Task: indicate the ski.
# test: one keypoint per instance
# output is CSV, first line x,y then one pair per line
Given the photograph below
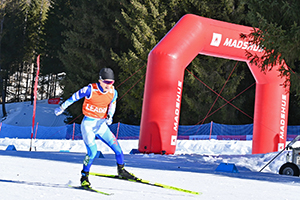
x,y
138,180
87,188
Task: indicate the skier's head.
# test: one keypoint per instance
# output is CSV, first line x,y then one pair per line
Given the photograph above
x,y
107,76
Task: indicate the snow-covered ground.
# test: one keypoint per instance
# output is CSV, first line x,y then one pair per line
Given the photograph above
x,y
46,172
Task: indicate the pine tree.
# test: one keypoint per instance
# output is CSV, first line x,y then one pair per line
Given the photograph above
x,y
90,37
278,23
145,23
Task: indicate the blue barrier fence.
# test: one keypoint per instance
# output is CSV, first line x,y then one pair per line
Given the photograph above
x,y
124,131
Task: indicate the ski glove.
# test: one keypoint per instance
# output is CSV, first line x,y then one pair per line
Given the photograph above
x,y
108,120
59,111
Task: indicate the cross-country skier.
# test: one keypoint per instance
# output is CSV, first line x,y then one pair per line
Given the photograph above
x,y
98,108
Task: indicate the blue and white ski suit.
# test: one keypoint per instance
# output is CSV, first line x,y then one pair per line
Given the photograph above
x,y
96,127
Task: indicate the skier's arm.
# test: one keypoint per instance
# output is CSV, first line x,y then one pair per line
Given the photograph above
x,y
83,92
111,109
112,105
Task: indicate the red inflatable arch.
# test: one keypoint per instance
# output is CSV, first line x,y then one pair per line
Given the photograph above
x,y
191,36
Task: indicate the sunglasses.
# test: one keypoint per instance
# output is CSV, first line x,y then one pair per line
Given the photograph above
x,y
108,82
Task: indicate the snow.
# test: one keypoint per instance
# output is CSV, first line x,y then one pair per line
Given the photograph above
x,y
46,172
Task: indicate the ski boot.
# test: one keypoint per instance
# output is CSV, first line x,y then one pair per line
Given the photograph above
x,y
125,174
85,179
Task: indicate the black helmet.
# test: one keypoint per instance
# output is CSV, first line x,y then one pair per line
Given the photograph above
x,y
106,73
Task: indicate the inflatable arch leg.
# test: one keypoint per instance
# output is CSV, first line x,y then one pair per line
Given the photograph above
x,y
191,36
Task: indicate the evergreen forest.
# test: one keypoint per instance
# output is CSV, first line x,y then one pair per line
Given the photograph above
x,y
75,39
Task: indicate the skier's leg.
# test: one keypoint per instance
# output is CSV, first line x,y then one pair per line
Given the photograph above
x,y
108,138
88,136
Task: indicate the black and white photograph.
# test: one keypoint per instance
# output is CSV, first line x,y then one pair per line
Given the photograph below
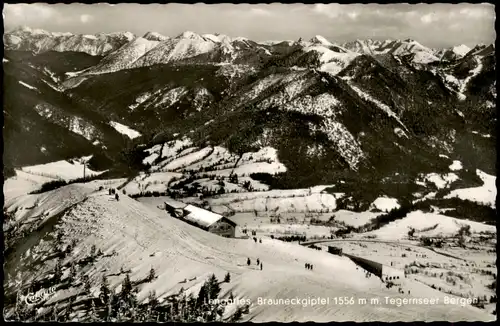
x,y
249,162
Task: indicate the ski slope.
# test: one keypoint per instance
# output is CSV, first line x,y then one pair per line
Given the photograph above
x,y
146,237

GIVEN PROBLEM -
Copy out all of the lines above word for word, leaving the pictures out.

EXERCISE SOLUTION -
Task: indicate the ski.
# test: one keypoint per instance
# output is CSV, first line x,y then one pair per line
Given the photograph below
x,y
138,180
87,188
Task: indicate the skier's head.
# test: one keypoint per instance
# output is CSV, first line x,y then one pair per line
Given the photograph above
x,y
107,76
Task: indicate the snow-covered ground.
# test: one keypoint per instance
# output is CSV, first line x,y then one pair per line
Given the photograph above
x,y
46,172
Task: indicate the pine tree.
# test: one keypoint per instance
# output is CSV, first line x,y then one pair per line
Given the photograph above
x,y
90,37
278,23
145,23
Task: indicate the blue barrier fence.
# test: one keypoint per instance
# output is CSV, first line x,y then one pair per line
Given the photograph above
x,y
124,131
Task: indicate the ski glove.
# test: one keypoint per instance
# output is CSV, first line x,y then one pair per line
Given the photograph above
x,y
108,120
59,111
Task: indicate the cross-country skier.
# test: one keypoint per instance
# output is CSV, first line x,y then one pair per line
Given the photograph above
x,y
98,108
Task: indicate the blue and white ski suit.
# test: one keypoint per instance
# output is CSV, first line x,y then one pair per line
Given the photograph above
x,y
96,127
Task: indicate the skier's arm.
# test: one keypoint per instance
# output is CSV, first line x,y then one pair per line
Given the photograph above
x,y
83,92
111,109
112,105
Task: indicate the red inflatable arch.
# test: one keypoint per instance
# output is CSV, first line x,y then one pair per line
Given the photograph above
x,y
191,36
Task: indicate the sunglasses.
# test: one keypoint per instance
# output is CSV, first line x,y then one pair per line
Given the photograph above
x,y
108,82
Task: indicate the snow.
# test: one keypoint per instance
# output is CSV, first line x,y then one pair per line
Given the photograph above
x,y
46,172
Task: indicate the ski boot.
# test: one keypoint per instance
# output is CSV, first line x,y then one pair per line
Given the photograph above
x,y
125,174
85,179
Task: indicate the black helmet.
# test: one keypoint per instance
# output is CSV, first line x,y then one pair per line
Given the photograph above
x,y
106,73
Task: indicate the inflatable arch leg.
# test: one keypoint per instance
# output is CSV, first line x,y then one pair per line
Given the photograph above
x,y
191,36
Task: indicate the evergreen forest.
# test: one keypoint per instance
# output is CSV, first line x,y then one pair per line
Given the photograph above
x,y
75,39
Task: indicate the skier's leg.
# test: one keypoint per instance
# output is CSV, first line x,y then one pair per line
Given the photograph above
x,y
108,138
88,136
Task: indicate the black and white photograph.
# test: one keypoint per instance
# output is CSV, first line x,y then one pair per line
Given the photograph below
x,y
249,162
Task: indicate the ski slope.
# test: one keypoint per instance
# output is CSV, first line x,y then one pair per line
Given the photograph above
x,y
146,237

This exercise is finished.